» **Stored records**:
>>>>>

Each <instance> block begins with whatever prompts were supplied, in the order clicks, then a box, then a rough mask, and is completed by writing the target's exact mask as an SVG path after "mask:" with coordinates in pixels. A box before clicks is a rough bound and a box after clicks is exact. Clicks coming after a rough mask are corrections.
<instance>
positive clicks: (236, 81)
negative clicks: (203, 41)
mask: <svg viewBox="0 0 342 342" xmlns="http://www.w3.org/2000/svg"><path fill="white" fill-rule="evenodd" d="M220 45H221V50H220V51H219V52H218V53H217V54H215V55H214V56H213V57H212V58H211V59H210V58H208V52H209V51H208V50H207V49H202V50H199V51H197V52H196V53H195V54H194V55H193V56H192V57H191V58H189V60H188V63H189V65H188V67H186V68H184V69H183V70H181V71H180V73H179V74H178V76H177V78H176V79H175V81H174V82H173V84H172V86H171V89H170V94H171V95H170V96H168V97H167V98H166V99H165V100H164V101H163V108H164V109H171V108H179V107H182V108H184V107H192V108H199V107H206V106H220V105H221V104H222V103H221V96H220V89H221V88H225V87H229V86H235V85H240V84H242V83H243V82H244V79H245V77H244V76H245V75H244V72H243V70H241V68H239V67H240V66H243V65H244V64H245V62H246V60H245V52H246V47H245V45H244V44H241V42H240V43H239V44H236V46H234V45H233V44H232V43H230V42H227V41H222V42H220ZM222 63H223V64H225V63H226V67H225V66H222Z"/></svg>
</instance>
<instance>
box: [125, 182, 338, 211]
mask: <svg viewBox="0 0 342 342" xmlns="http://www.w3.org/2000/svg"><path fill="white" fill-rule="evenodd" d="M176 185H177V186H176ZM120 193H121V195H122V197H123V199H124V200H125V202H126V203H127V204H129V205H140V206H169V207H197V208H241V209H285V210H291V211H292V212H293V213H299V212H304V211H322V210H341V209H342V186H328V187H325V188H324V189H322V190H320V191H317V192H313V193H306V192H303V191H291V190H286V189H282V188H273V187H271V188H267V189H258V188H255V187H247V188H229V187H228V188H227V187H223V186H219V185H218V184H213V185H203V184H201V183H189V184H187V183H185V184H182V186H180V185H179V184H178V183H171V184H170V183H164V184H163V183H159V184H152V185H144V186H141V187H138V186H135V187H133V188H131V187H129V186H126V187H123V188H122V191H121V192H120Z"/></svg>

<<<<<

» **INSTRUCTIONS TO FOLLOW**:
Go through the records above and return every line that holds the string "instance".

» **EXERCISE ANSWER**:
Each <instance> block begins with whatever prompts were supplied, in the order clicks, then a box, then a rough mask, and is completed by writing the target's exact mask as an SVG path after "mask:" with coordinates in pixels. A box before clicks is a rough bound and a box after clicks is exact. Clicks coming after a rough mask are corrections.
<instance>
</instance>
<instance>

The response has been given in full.